── Estratto scelto ──

"Il Mediterraneo è un paradiso minacciato da troppi serpenti"

L'agronomo premiato in Costa Smeralda: "L'ulivo è il centro della nostra cultura, dal mito alla religione"

"Il Mediterraneo è un paradiso minacciato da troppi serpenti"

Il mondo sarà salvato dagli agronomi. Dal greco: agròs («campo, campagna») e nòmos («legge, regola»). Occorre conoscere le leggi della terra e della natura, così come della cultura e della tecnica, per proteggere «ciò che vive»: bíos. Tutto il resto: la civiltà - e il suo specchio che è il paesaggio - la scienza, l'economia, le città viene dopo.

───

> _Elenco compiti_
a) Ricopia il passo dell'articolo sul Mediterraneo che comincia con le parole "L'agronomo premiato in" e si ferma dopo "città viene dopo.".
b) Per favore, prosegui l'articolo sul Mediterraneo dopo l'ultima frase riportata.

── Materiale fornito ──

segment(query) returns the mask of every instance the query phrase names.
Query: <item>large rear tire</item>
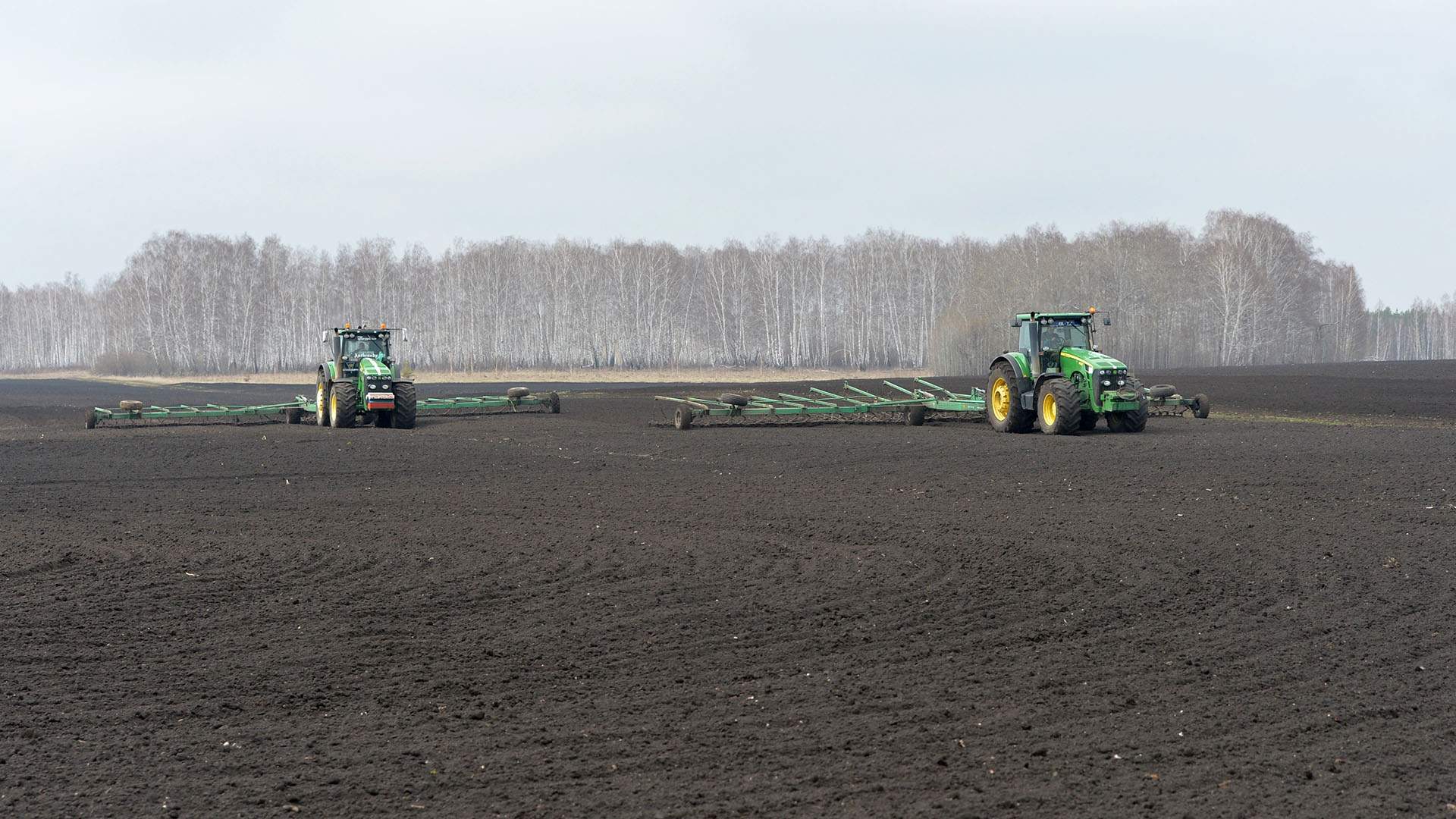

───

> _Risposte scritte_
a)
L'agronomo premiato in Costa Smeralda: "L'ulivo è il centro della nostra cultura, dal mito alla religione"

"Il Mediterraneo è un paradiso minacciato da troppi serpenti"

Il mondo sarà salvato dagli agronomi. Dal greco: agròs («campo, campagna») e nòmos («legge, regola»). Occorre conoscere le leggi della terra e della natura, così come della cultura e della tecnica, per proteggere «ciò che vive»: bíos. Tutto il resto: la civiltà - e il suo specchio che è il paesaggio - la scienza, l'economia, le città viene dopo.

b)
Se c'è una cosa che per Giuseppe Barbera, agronomo e docente di Colture arboree all'Università di Palermo, viene prima di tutto, è il ruolo dell'uomo nella natura, e viceversa. Per armonizzare il rapporto tra i quali occorrono, appunto, buone regole. Giuseppe Barbera nei suoi libri più belli e appassionati, dalla Breve storia degli alberi da lettura (Henry Beyle, 2015) a Il giardino del Mediterraneo (il Saggiatore, 2021) fino alla storia degli agrumi che sta scrivendo, trasmette una profonda comprensione delle infinite correlazioni fra natura e cultura. Scienza, umanesimo, la storia da Omero all'Antropocene, miti, boschi, acque, senso del sacro, ulivi, oleandro e melograni... È lui, siciliano, il vincitore del Premio «Cultura del Mediterraneo» Costa Smeralda, Sardegna. In fondo tutto il grande bacino compreso fra le terre emerse di Europa, Asia e Africa - con al centro l'Italia, mare nostrum è un'isola.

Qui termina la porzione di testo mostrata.